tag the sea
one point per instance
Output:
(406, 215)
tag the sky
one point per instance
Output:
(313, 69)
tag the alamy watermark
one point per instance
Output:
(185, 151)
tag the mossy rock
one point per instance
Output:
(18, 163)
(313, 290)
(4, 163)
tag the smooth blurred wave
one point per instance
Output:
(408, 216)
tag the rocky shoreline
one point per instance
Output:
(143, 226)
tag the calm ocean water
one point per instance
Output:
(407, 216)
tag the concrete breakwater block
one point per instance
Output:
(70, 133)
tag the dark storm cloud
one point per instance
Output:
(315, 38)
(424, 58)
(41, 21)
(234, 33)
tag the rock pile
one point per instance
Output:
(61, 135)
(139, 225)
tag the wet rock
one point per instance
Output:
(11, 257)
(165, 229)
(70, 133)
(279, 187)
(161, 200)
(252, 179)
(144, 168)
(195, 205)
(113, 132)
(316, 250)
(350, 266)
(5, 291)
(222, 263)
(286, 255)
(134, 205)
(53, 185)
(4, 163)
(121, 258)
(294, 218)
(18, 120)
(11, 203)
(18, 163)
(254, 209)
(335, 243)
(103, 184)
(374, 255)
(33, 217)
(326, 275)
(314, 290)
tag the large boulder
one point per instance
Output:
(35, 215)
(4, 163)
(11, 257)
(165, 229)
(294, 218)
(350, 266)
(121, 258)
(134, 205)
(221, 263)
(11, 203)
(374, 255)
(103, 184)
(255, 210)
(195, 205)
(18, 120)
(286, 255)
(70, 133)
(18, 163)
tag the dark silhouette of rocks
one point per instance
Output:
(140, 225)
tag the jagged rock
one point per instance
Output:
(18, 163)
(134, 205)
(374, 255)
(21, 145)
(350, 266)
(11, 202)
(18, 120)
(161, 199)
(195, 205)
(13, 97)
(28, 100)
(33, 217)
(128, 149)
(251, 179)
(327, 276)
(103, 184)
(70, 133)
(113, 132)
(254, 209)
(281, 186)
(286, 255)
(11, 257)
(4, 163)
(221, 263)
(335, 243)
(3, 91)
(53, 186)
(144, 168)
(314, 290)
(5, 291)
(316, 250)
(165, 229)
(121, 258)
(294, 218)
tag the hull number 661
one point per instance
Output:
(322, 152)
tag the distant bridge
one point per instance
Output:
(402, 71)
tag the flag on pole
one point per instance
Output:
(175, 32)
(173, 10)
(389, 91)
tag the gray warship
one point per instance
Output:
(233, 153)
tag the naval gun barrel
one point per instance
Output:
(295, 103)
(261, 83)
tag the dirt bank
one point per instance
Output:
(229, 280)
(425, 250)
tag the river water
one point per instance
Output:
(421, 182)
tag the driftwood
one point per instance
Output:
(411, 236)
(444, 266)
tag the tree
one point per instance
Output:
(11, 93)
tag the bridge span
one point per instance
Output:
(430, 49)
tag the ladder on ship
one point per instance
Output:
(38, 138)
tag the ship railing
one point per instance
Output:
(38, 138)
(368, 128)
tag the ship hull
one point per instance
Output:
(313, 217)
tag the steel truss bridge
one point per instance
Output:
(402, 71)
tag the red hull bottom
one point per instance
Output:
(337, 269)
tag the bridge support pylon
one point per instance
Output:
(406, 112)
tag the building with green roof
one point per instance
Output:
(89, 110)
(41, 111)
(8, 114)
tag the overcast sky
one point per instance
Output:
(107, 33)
# # # # # # #
Your instructions. Please rewrite the lines starting with the one containing "tag the overcast sky" and going on through the last line, swapping "overcast" for "cloudy" and leaving everything else unchanged.

Complete output.
tag the cloudy sky
one point per instance
Output:
(107, 33)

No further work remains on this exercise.